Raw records
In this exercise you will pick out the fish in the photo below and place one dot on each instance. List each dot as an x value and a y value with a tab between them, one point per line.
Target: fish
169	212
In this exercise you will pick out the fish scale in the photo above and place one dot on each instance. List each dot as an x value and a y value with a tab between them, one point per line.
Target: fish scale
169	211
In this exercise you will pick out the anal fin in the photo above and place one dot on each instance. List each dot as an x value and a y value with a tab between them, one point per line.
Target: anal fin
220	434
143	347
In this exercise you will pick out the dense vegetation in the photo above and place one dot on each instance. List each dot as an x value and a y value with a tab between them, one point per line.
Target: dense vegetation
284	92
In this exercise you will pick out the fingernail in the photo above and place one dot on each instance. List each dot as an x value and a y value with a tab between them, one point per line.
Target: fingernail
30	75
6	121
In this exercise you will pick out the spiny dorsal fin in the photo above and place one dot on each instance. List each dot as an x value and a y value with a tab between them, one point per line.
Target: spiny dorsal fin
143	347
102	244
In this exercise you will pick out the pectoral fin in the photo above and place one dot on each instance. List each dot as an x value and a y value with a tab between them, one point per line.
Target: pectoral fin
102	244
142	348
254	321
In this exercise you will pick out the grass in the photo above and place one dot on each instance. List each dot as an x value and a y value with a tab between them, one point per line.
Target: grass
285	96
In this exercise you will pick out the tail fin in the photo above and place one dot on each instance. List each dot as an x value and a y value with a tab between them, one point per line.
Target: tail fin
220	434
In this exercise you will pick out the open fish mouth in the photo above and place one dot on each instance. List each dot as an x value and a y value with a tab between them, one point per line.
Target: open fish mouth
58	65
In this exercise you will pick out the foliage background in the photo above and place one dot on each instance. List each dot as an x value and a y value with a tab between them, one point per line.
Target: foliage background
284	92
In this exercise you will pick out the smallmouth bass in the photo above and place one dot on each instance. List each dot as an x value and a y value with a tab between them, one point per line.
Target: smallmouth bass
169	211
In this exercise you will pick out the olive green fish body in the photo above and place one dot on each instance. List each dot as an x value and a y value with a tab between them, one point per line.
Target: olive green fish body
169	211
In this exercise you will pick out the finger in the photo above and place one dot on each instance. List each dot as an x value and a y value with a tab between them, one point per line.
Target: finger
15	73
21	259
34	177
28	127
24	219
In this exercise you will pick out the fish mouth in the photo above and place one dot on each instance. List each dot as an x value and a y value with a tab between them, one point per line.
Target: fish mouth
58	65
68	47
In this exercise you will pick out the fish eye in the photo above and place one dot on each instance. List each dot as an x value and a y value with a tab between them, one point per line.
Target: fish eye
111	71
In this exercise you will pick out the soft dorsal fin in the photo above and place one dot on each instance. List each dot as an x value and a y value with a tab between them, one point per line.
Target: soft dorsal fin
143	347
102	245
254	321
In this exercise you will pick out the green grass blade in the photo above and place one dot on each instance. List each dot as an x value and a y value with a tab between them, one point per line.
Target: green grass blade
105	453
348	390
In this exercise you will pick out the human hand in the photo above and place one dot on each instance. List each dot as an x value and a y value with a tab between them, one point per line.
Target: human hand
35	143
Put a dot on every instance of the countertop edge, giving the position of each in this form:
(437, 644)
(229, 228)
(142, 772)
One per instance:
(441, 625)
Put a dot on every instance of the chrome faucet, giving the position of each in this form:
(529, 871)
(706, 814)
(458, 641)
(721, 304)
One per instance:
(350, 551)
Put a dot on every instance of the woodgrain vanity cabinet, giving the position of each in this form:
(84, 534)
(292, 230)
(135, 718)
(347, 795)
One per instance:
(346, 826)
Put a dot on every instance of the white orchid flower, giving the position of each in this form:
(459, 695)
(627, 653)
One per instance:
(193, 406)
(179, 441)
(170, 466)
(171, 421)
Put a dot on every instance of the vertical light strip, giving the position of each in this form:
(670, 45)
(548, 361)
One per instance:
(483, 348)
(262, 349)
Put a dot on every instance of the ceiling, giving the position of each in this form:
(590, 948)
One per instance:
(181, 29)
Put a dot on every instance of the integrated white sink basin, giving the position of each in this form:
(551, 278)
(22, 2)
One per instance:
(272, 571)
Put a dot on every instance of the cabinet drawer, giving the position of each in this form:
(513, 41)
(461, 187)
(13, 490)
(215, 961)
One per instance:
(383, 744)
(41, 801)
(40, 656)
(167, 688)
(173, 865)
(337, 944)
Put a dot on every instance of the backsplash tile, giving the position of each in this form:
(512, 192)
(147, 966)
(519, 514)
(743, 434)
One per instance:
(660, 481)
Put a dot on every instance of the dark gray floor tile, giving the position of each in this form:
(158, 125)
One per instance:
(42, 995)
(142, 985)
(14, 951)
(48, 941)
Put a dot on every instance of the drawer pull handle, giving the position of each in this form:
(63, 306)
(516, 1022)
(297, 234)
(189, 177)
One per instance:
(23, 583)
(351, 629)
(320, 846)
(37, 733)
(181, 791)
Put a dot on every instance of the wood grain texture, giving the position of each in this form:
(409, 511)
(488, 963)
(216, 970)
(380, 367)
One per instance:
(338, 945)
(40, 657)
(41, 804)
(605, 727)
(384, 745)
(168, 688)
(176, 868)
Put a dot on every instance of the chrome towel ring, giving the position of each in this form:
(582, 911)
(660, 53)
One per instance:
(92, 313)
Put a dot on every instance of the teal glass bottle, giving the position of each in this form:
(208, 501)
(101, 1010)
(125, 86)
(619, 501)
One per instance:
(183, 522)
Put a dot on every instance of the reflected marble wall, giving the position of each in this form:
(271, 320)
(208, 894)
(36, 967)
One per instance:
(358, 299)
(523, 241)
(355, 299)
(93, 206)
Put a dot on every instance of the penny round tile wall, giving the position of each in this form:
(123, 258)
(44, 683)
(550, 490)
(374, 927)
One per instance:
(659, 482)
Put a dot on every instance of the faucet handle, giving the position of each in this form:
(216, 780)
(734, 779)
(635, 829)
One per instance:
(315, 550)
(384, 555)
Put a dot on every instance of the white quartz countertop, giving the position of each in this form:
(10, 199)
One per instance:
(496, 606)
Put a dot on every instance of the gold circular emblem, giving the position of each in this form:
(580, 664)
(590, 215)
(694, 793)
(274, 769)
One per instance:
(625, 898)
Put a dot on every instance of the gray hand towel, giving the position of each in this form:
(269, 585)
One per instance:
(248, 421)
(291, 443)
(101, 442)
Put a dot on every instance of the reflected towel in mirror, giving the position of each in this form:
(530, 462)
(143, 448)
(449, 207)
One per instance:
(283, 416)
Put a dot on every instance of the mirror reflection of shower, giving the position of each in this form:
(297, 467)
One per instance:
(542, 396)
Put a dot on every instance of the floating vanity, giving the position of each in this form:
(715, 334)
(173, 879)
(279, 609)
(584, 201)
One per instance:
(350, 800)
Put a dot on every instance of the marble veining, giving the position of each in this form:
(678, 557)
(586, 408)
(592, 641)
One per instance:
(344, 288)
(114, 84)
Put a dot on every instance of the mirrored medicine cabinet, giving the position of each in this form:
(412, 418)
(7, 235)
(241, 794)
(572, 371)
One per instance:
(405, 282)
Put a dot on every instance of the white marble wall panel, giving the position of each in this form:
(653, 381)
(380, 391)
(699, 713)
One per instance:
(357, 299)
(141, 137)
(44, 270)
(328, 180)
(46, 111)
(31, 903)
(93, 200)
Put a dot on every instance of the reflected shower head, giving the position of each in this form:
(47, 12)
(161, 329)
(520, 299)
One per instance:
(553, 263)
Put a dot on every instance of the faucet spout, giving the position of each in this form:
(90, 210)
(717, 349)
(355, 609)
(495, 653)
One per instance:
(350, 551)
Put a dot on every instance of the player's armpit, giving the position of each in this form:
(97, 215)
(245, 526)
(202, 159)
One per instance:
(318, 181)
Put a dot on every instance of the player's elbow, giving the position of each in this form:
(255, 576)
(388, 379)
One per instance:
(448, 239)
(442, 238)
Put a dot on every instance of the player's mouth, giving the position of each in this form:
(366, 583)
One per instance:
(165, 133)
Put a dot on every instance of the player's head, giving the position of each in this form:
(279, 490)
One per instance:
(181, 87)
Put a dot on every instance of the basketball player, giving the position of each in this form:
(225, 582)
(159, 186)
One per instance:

# The task
Which lines run from the one containing "Put a dot on every instance of the reflected towel" to the end of the entries above? Quote exactly those, and only those.

# Correct output
Put a dot on every instance of the reflected towel in mirror, giving the position of each in this form:
(530, 462)
(143, 448)
(449, 207)
One per instance:
(283, 416)
Put a dot on every instance of the mirror reflection of shower, giving the position of each in this form:
(297, 467)
One per instance:
(542, 396)
Put a dot on every instance of the floating vanity, giving the position of each in this form:
(715, 334)
(173, 879)
(279, 609)
(584, 201)
One per instance:
(350, 800)
Put a dot on every instance of the marble veining, giving the position of each in this form:
(678, 557)
(586, 408)
(592, 641)
One per instance:
(344, 288)
(114, 84)
Put a dot on every instance of the mirrored medicine cabinet, giving the position of each in this form:
(412, 418)
(7, 235)
(241, 794)
(572, 371)
One per instance:
(405, 282)
Put a dot on every instance of the white marble wall panel, giving the position of each in this form:
(653, 381)
(380, 391)
(699, 713)
One per instance:
(357, 299)
(141, 137)
(44, 270)
(328, 180)
(46, 111)
(31, 903)
(93, 200)
Put a dot on every instance of the reflected shower head, giving the position of each in this form:
(47, 12)
(161, 329)
(520, 299)
One per instance:
(553, 263)
Put a dot on every instance of the faucet spout, giving the position of each in this form:
(90, 210)
(717, 349)
(355, 609)
(495, 653)
One per instance:
(350, 551)
Put a dot on every instance of the player's armpit, giving the position of each in this form:
(97, 215)
(245, 526)
(202, 159)
One per instance:
(318, 181)
Put a dot on every instance of the player's elbow, giving the position of each in this form:
(255, 576)
(388, 379)
One per instance:
(448, 239)
(442, 238)
Put a dot on every instance of the player's mouth, giving the position of each in this form:
(366, 583)
One per instance:
(165, 133)
Put a dot on every instance of the player's head, giving the position of each in this form:
(279, 490)
One per instance:
(181, 87)
Put a dot on every instance of the basketball player, giving the position of each in this form:
(225, 582)
(159, 186)
One per instance:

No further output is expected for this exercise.